● **PROVIDED PASSAGE**
○ ○ ○ ○ ○ ○ ○

Week 10

Question 1

why Analysis of Variance (ANOVA) is needed to examine differences between multiple groups of means

Question 2

Understand the philosophy underlying ANOVA

Question 3

Including terminology such as between-subjects and familywise error rate

Question 4

Know the assumptions that underpin ANOVA

Question 5

Be able to interpret one-way between-subjects ANOVA in SPSS

Question 6

Be able to interpret post-hoc testing in SPSS

Question 7

Be able to write up an ANOVA in correct APA style

Question 8

t-tests

Answer 8

• Try to answer questions comparing two dependent variables
• Is there a significant differenct between two mean variables
• independent samples test
  e.g. rehydration vs carbohydrates
  or any combination of rehydration, carbohydrates, physio or combination

Question 9

Problem with multiple comparisons (t-tests)

Answer 9

• Error rate per comparison increases Type 1 Error
• Or rejecting the null hypothesis when it is true
• Familywise error rate:
• Probability of making more Type 1 errors

Question 10

Familywise Error Rate

Answer 10

The probability of making one or more Type 1 errors in a set of comparisons

Question 11

Type 1 error

Answer 11

• Rejecting the null hypothesis when it is true
• Or we say something significant is happening but actually the null happening is true.

○ ○ ○ ○ ○ ○ ○

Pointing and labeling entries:
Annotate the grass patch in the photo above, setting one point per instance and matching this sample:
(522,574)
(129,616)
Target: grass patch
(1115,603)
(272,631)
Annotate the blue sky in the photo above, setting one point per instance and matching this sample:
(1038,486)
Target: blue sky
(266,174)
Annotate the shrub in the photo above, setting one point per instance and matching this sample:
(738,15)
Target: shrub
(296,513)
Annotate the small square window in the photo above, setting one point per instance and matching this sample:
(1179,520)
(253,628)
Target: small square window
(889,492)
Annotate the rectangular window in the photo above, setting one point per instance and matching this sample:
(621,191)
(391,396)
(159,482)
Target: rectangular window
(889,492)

○ ○ ○ ○ ○ ○ ○

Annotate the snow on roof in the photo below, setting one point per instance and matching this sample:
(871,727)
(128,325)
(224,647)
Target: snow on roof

○ ○ ○ ○ ○ ○ ○

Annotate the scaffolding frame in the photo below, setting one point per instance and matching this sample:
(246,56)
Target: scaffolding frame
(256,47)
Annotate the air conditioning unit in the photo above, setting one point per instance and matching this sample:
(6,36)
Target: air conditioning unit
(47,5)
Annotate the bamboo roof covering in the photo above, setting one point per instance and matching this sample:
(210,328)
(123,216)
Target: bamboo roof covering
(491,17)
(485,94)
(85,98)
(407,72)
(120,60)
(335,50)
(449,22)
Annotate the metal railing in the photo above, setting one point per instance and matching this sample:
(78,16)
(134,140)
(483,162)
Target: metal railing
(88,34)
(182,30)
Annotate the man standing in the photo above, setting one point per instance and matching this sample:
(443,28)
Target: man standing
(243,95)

○ ○ ○ ○ ○ ○ ○

● **YOUR OBJECTIVE**
Answer these questions from the ANOVA study notes:
1. What type of ANOVA should a student be able to interpret in SPSS?
2. In what style should an ANOVA be written up?
3. What term names the probability of making one or more Type 1 errors in a set of comparisons?
These rows are separate material and have no connection to the ANOVA study notes.

● **FINISHED ANSWER**
1. One-way between-subjects ANOVA
2. Correct APA style
3. Familywise error rate